Tasks to complete:
1. From the search engine passage below, list the factors the reply says a page's perceived topic depends on.
2. Resume the search engine passage below, picking up right after its final sentence.

For example, let's say I have a page targeted towards a certain industry like "Manufacturing". On this page I have a link and a paragraph of text describing a product. So the link will have the text "Blue Widgets" and link to a page about "Blue Widgets".

Will the search engines then say, Oh this pages talks about "Manufacturing Blue Widgets". It depends on the rest of the content in your post, [if you added them then equally in account are,] your meta tags, and your keywords. Using your example if the page is a landing page and it titled Manufacturing, followed by a body that reads; "Therefore product a is compatible with project b, however not with project c. For an example of how to incorporate project c into your design please see the blue widget on page one or simply click the highlighted link." Then adding illustrations and descriptions to the photos you continue and add mete and keywords about projects a.b and c.

Rows:
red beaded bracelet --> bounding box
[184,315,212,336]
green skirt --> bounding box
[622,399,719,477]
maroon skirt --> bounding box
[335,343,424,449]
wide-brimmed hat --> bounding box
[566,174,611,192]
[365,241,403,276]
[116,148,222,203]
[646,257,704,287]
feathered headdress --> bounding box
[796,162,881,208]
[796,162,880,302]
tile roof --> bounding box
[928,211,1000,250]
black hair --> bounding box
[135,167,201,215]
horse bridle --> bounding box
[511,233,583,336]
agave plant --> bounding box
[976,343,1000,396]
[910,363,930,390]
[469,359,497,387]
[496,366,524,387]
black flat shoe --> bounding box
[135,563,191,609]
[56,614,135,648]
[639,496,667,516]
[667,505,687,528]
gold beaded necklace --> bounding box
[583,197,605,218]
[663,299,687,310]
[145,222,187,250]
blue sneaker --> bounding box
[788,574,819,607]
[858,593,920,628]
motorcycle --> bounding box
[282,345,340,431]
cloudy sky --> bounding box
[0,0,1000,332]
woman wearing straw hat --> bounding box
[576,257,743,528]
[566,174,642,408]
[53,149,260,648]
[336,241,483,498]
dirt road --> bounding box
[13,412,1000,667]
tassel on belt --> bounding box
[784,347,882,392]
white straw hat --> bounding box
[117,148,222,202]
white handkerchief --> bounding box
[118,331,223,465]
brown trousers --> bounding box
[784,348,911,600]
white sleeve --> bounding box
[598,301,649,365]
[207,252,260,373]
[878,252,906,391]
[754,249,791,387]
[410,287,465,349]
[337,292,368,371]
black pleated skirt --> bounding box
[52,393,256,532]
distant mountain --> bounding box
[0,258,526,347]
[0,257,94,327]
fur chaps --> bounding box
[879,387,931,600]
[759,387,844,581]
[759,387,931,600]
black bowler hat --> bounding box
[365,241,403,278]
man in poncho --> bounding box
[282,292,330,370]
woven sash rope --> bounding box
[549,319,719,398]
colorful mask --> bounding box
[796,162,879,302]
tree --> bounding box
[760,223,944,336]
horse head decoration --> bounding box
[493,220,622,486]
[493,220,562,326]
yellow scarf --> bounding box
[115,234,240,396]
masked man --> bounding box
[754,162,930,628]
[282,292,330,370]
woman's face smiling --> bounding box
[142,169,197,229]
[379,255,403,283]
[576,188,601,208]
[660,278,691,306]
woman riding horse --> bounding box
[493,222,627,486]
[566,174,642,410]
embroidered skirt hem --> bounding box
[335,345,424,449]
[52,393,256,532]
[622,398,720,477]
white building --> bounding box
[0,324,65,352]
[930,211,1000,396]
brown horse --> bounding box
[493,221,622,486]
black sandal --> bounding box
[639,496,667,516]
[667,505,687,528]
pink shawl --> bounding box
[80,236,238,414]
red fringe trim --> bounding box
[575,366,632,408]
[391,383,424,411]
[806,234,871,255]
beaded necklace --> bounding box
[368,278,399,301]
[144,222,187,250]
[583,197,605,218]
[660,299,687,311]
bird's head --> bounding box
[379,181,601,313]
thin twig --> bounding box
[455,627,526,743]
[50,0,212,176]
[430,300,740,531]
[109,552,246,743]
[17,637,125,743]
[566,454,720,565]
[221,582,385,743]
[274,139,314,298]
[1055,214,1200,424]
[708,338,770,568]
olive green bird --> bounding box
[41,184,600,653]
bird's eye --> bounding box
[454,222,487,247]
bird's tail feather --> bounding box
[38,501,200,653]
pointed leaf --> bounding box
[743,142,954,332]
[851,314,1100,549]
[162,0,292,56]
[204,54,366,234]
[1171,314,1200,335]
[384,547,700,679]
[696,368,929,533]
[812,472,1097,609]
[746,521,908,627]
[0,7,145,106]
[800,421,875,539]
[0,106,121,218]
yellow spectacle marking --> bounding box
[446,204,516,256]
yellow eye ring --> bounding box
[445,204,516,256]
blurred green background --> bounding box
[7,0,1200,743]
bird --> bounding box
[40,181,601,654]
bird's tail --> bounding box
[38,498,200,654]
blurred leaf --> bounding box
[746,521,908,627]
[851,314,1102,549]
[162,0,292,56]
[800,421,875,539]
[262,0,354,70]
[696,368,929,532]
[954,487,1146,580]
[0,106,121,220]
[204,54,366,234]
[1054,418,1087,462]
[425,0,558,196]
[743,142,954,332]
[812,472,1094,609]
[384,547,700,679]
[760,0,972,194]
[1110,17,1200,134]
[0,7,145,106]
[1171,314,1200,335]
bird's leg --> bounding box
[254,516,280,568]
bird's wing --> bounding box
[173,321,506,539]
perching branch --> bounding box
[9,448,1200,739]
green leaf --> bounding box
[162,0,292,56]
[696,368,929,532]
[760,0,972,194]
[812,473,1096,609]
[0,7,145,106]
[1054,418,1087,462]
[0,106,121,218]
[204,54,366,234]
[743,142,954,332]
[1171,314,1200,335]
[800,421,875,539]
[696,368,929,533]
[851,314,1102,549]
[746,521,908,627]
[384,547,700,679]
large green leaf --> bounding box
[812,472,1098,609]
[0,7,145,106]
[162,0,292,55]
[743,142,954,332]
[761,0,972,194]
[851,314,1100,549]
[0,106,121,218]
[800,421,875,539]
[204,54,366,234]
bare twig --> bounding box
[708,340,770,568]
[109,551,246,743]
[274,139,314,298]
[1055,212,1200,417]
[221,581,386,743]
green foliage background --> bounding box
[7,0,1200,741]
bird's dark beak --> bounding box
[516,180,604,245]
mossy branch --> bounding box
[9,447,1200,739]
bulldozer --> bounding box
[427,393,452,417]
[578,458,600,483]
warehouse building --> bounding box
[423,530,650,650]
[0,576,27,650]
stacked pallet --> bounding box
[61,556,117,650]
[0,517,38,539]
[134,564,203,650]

Answers to the exercise:
1.
- the rest of the content in the post
- the meta tags
- the keywords

2.
The spiders will likely pick up your illustrations of A B & C and the names of the projects. Later when I search "Is project b supposed to work with project c or did i get the wrong ones?' Google will likely show your page in the top search if "project" is original to you and your company.

If you shove your post full of affiliate links and wiki links, none of which really describe projects a. b. or c. then what you are left with is a very unlikely chance the google or any other search engine will find the product page when they search for projects ab&c.

I hope I explained that in a way that answered the question and also might have helped give you an outline of what links should stay and what should go. Ask me to clarify any point above and I will gladly answer. Good luck to you.